• WHAT IS BEING ASKED
Out of the entries that follow, copy each line containing "target".

• INPUT DATA

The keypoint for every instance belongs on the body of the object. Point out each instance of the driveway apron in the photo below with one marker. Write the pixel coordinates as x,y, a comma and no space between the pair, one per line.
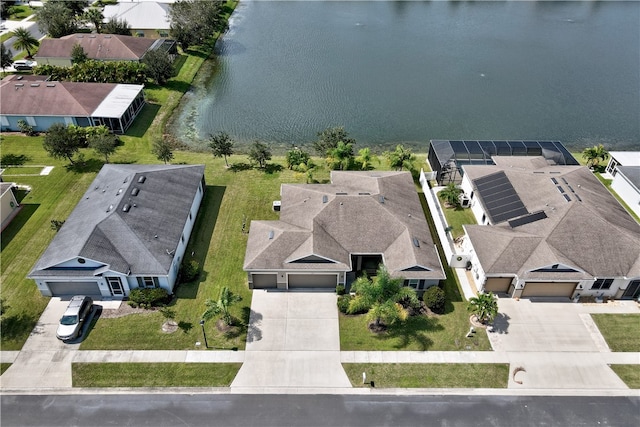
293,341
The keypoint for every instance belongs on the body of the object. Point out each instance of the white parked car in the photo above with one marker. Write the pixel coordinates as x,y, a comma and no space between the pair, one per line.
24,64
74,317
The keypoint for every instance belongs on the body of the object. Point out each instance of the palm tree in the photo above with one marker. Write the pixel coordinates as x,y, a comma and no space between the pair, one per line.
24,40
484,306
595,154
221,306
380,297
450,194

==

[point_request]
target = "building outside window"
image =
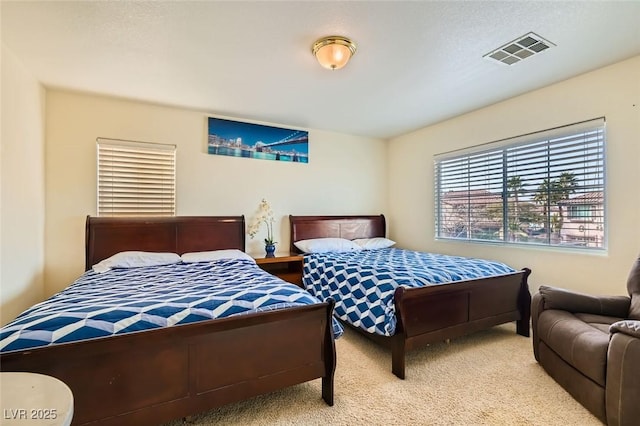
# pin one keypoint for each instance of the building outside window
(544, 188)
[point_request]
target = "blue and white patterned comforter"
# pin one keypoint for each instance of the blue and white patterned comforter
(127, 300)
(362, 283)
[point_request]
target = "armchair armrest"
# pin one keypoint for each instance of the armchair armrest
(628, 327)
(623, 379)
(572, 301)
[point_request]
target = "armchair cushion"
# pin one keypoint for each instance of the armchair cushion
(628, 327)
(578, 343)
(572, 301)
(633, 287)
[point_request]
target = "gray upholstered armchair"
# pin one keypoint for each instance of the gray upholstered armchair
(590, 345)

• THE ANSWER
target = "building outside window"
target = "blue and white patterned comforter"
target = "armchair armrest"
target = "armchair cushion"
target = "gray upholstered armchair"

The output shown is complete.